## TASK INSTRUCTIONS
Copy out the lines of the material exactly, starting with the line containing "Please provide the mask of every instance of the mountain." and going on through the end of the material.
— Begin ENTRIES PROVIDED —
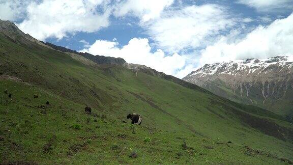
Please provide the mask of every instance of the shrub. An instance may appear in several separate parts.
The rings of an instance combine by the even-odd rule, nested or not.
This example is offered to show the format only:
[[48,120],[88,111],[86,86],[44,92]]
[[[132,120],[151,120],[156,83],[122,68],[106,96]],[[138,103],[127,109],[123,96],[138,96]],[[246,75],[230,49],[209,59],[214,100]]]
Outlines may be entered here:
[[111,146],[111,148],[112,150],[116,150],[119,149],[119,146],[116,144],[114,144],[113,145],[112,145],[112,146]]
[[75,129],[77,129],[77,130],[79,130],[79,129],[81,129],[81,126],[80,125],[80,124],[75,124],[74,125],[73,125],[72,126],[72,127],[73,127],[73,128],[74,128]]
[[151,138],[150,138],[150,137],[145,137],[143,138],[143,142],[144,142],[144,143],[149,143],[151,142]]

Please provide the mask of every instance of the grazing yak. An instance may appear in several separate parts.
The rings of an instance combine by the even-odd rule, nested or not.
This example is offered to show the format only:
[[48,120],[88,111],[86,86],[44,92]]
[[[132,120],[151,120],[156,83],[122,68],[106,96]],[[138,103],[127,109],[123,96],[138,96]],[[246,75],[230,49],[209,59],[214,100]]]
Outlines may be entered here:
[[136,124],[138,125],[140,125],[141,124],[141,121],[142,120],[142,117],[141,115],[139,114],[128,114],[126,117],[127,119],[131,119],[131,124]]
[[87,114],[91,114],[92,113],[92,108],[89,106],[86,106],[84,108],[84,111]]

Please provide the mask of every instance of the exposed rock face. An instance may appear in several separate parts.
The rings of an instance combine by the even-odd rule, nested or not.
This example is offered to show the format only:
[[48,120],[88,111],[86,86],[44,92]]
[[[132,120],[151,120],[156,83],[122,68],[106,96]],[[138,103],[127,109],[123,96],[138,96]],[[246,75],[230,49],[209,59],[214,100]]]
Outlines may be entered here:
[[206,64],[183,79],[233,101],[256,105],[292,119],[292,57]]
[[49,47],[29,34],[24,34],[14,23],[9,21],[3,21],[0,19],[0,33],[15,41],[18,41],[22,43],[30,44],[30,42],[27,41],[28,40],[33,43]]
[[20,30],[15,24],[9,21],[0,20],[0,33],[2,33],[5,35],[6,37],[15,42],[18,41],[30,46],[32,46],[32,43],[35,43],[64,52],[72,53],[80,55],[98,64],[123,65],[126,63],[125,61],[122,58],[115,58],[98,55],[94,56],[87,53],[79,52],[75,50],[72,50],[62,46],[55,45],[48,42],[45,43],[39,41],[28,34],[24,34]]
[[44,43],[44,44],[51,47],[54,49],[61,51],[64,52],[69,52],[80,55],[89,60],[90,60],[98,64],[110,64],[110,65],[123,65],[126,63],[124,59],[122,58],[115,58],[110,57],[105,57],[103,56],[94,56],[88,53],[83,53],[72,50],[66,47],[55,45],[49,42]]

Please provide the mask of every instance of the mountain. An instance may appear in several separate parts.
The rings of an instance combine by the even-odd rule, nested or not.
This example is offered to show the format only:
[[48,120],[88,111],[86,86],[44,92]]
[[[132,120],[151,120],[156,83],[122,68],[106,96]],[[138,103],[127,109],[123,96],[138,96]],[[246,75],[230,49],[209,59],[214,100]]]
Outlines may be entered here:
— End ENTRIES PROVIDED —
## TASK OUTPUT
Please provide the mask of every instance of the mountain. An instance may appear in several separate parts.
The rings of an instance combine by the even-odd rule, nested or not.
This example is offered to show the format only:
[[48,120],[88,111],[86,86],[44,92]]
[[[132,120],[151,120],[156,83],[122,68],[106,96]],[[138,103],[127,109],[123,96],[138,96]],[[246,75],[230,49],[209,59],[214,100]]]
Outlines may be entered here:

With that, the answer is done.